▶ **Document segment**
···

Quantifying health damage caused by burning of fossil fuels has always been a challenge to researchers. Nuclear power is often considered as a possible alternative, which could limit the greenhouse gas emissions. However, not many studies have succeeded in providing clear estimates of how many people could potentially be saved if the transition to nuclear happens.
Now, a recent paper in the journal Environmental Science and Technology provides exact estimates, reporting that 1.8 million lives will be saved if nuclear replaces fossil fuels, and additional 7 million people will not experience health problems due to toxic emissions in the next few decades.
These numbers were provided by Pushker Kharecha and James Hansen, scientists at NASA Goddard Institute. Besides quantifying the effect of nuclear, the authors also claim that the planned expansion of natural gas will not have the anticipated effect in reducing emissions.
These conclusions were reached through analysis of data on number of deaths caused by different power sources in the period between 1971 and 2009. The authors developed a model, which simulates a scenario where all nuclear power is replaced by fossils. Th findings were then used to make predictions for the period between 2010 and 2050, where nuclear is either replaced by coal or by natural gas.
The authors focused on number of deaths, and did not take into account serious health damages. They showed that in countries, which slowly withdraw from nuclear, such as Germany and Japan, the model predicted higher number of deaths.
The results clearly indicate that the number of deaths caused by nuclear are much lower than these, which will be saved. The authors urge countries like Germany and Japan, who are trying to phase out nuclear completely, to reconsider their decisions, unless all nuclear is fully replaced by other renewable energy sources.
In addition to number of deaths, the authors looked at the amount of greenhouse gas emissions that could potentially be reduced if nuclear replaces fossils. The study claims that up to 48% of emissions will be cut down, and this does not even consider the use of new reactor technologies.
The conclusions clearly state that millions of lives could be saved, especially if new and improved nuclear reactors are put into use. However, the debate is still going to continue, regardless of how many novel reactor designs are there.
As stated by the International Energy Agency, it would be very difficult to replace all nuclear with renewable energy sources in the next forty years, while the proposed bridge to use natural gas is not going to be sustainable. There is a clear need of a solution, but it is all in the hands of governmental officials and policy makers. Hopefully, it is only a matter of time until the verdict is announced.

···

▶ **Record extracts**
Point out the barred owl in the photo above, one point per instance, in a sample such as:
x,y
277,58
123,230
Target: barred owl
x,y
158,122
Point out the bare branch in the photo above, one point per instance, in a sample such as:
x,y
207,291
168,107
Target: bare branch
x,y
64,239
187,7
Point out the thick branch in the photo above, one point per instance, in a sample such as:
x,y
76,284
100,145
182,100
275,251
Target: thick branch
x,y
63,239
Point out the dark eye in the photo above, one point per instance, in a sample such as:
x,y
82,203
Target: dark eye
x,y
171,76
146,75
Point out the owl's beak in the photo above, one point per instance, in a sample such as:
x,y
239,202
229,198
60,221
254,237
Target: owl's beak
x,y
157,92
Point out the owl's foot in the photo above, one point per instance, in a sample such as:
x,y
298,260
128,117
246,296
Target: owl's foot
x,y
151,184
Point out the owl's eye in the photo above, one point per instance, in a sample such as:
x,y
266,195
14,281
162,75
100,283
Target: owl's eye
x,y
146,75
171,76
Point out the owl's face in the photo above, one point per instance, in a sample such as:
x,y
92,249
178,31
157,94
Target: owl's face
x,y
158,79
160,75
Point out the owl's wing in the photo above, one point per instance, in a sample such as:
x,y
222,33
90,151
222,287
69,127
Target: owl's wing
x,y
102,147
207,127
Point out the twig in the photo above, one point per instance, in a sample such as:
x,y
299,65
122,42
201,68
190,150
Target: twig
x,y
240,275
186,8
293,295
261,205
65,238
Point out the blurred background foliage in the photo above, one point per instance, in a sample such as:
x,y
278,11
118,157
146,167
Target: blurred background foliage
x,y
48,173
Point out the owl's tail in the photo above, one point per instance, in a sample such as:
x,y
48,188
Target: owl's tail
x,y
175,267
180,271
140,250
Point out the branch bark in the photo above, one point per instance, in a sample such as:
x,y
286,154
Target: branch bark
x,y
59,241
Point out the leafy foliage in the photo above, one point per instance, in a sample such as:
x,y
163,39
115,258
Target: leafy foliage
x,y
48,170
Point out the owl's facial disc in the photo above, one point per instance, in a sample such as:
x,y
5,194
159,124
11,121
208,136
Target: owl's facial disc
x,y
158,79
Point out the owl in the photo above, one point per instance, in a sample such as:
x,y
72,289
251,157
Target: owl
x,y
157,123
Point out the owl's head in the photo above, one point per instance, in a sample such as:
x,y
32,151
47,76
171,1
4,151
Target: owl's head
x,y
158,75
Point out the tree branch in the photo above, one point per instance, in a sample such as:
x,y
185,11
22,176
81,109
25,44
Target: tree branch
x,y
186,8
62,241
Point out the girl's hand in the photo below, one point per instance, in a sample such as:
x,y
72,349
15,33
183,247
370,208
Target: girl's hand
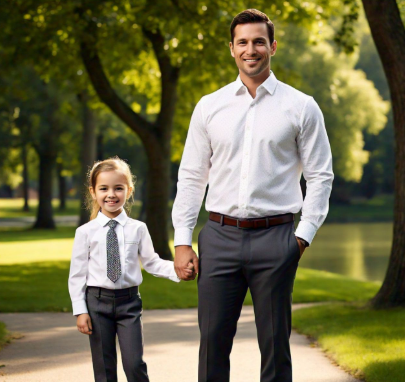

···

▶ **Apply what you read**
(1) In the article on nuclear power and fossil fuels, which years did the analyzed data on deaths from different power sources cover?
(2) Copy the passage of the nuclear power article from "Now, a recent" to "in reducing emissions.", word for word.

▶ **Answer section**
(1) The period between 1971 and 2009.

(2)
Now, a recent paper in the journal Environmental Science and Technology provides exact estimates, reporting that 1.8 million lives will be saved if nuclear replaces fossil fuels, and additional 7 million people will not experience health problems due to toxic emissions in the next few decades.
These numbers were provided by Pushker Kharecha and James Hansen, scientists at NASA Goddard Institute. Besides quantifying the effect of nuclear, the authors also claim that the planned expansion of natural gas will not have the anticipated effect in reducing emissions.